## BEGIN Text
The arts and the academy:
Getting it right in New York City

Robert Fitzpatrick

Columbia is not necessarily a model when it comes to the arts. Witness our 243-year history. Among the faculty recruited in the early years of Columbia College was Mozart's librettist Lorenzo da Ponte. Unfortunately, da Ponte was hired in 1825 to teach Italian, not music; during the university's first 150 years, the arts were scarcely represented. Only when Edward McDowell joined the faculty 100 years ago and created the Department of Music did Columbia begin its tentative and ambivalent involvement with the arts.

Such ambivalence was not limited to Columbia; it was typical of many of the great research universities that grew up on the German model, where the practice of art -- making things -- was relegated to the Hochschule der Kunst and Hochschule für Musik. The word "arts" in Arts and Sciences is a reference not to art-making (painting, poetry, playwrighting), but to the liberal arts of languages, history, and philosophy: academic disciplines that provide information of general cultural concern, as opposed to practical training for a vocation or profession. Studying about the fine arts was considered appropriate; studying how to, or doing them, was perceived as weakening the intellectual rigor of academe.

Certain arts (music and creative writing) find it easier to survive than others such as painting, film, dance, and theater. For film and video, there is a fear of popular culture (entertainment!) and a belief that ephemeral moving images are less substantive than written texts that have survived for centuries. For the other arts, it is their physicality that disturbs: the body as instrument or tool and, at times, as subject matter.

In the last 30 years, Columbia has distinguished itself by twice abolishing theater, terminating such faculty as Joe Papp, and tearing down the Brander Matthews Theater; twice abolishing painting and sculpture, giving up a tradition of faculty such as Robert Motherwell; shunting arts administration over to Teachers College; and allowing music composition to secede from the School of the Arts for the budgetary security of the music department in Arts and Sciences.

There are many possible explanations why the arts have not thrived at Columbia. Many distinguished artists -- ideal master teachers -- are not themselves graduates of the academy. The artist's focus is not on scholarship or research, but creation. The terminal degree is an M.F.A., not a Ph.D., and the final thesis is not a dissertation but a novel, film, play, group of photographs, or musical composition. The arts are messy, threatening, and personal; the subject matter is frequently the self, the status quo is constantly questioned, and boundaries are rarely respected. The arts are urban, inextricably linked to the city -- yet the McKim, Mead and White design of the campus walls off the city and has historically discouraged links to the immediate neighborhood and the larger urban campus.
## END Text
## BEGIN Listed entries
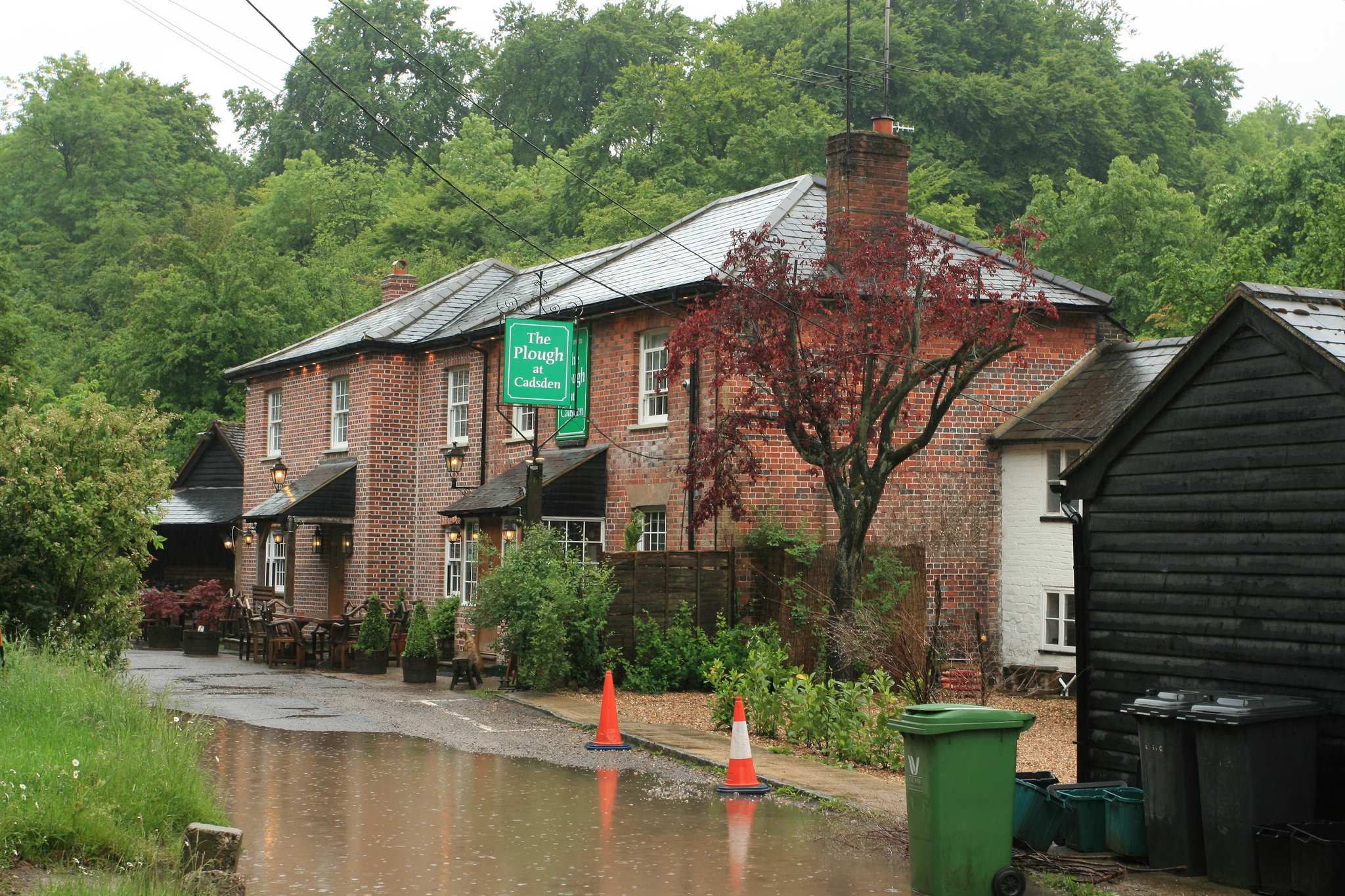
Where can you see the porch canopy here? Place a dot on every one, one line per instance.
(573, 486)
(327, 492)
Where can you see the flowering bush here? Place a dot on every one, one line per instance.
(158, 603)
(213, 598)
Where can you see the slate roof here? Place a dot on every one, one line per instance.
(479, 295)
(1083, 403)
(287, 500)
(202, 507)
(1315, 313)
(506, 489)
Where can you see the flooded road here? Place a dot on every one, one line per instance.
(373, 813)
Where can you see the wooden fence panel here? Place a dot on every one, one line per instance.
(657, 584)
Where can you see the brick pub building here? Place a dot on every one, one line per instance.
(361, 416)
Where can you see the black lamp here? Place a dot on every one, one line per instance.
(454, 458)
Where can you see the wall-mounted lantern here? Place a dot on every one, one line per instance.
(454, 458)
(277, 473)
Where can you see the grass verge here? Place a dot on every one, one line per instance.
(92, 773)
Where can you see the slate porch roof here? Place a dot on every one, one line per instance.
(506, 489)
(1083, 403)
(202, 507)
(475, 297)
(291, 500)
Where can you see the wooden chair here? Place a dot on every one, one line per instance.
(286, 634)
(259, 637)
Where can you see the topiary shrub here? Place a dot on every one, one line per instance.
(420, 637)
(374, 631)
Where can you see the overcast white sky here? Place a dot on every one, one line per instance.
(1290, 53)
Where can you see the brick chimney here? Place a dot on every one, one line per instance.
(400, 282)
(866, 178)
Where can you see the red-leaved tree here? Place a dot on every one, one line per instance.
(854, 356)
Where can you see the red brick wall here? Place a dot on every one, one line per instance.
(399, 427)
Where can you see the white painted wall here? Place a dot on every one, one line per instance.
(1036, 557)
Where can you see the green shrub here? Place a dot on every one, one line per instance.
(443, 618)
(420, 639)
(847, 720)
(552, 612)
(92, 770)
(374, 631)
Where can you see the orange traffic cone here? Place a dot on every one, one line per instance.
(608, 733)
(741, 778)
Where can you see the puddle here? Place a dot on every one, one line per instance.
(385, 815)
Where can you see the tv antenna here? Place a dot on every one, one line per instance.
(847, 77)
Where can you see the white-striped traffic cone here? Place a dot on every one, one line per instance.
(741, 778)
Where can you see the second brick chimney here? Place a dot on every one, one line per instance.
(866, 178)
(399, 282)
## END Listed entries
Description of the task
Go on with the essay on the arts at Columbia, picking up after its last sentence. You won't need the listing for anything here.

Response below
Still, the arts thrive best in cities, and no city has nourished them in the last 50 years as much as New York has. It is perhaps the only city in the world today where conservation of the culture of the past and creation for the future coexist in a healthy present. If Columbia is finally committing substantial resources to strengthening the arts, it is not a coincidence that it is finally proud to be an urban university and has embraced New York as one of its most significant classrooms.

Thirty years of neglect, we have reason to hope, are coming to an end. Dodge Hall has undergone a $10 million renovation. The Leroy Neiman Center for Print Studies has been created, with exceptional facilities for print-making and photography. The Digital Media Center has brought the School of the Arts into readiness for the 21st century. A new initiative "Morningside to Manhattan" brings our students into lively interaction with the city's cultural life, with a film festival at the former Angelika 57, an art exhibition and readings at the Castelli Gallery, and new plays at Raw Space.

More remains to be done. Pianos and practice rooms are far too few and poorly maintained; theater rehearsal and performance spaces are the worst of any major university in the country; some departments at Barnard and Columbia still fight turf wars that do a disservice to undergraduates in the arts in both institutions.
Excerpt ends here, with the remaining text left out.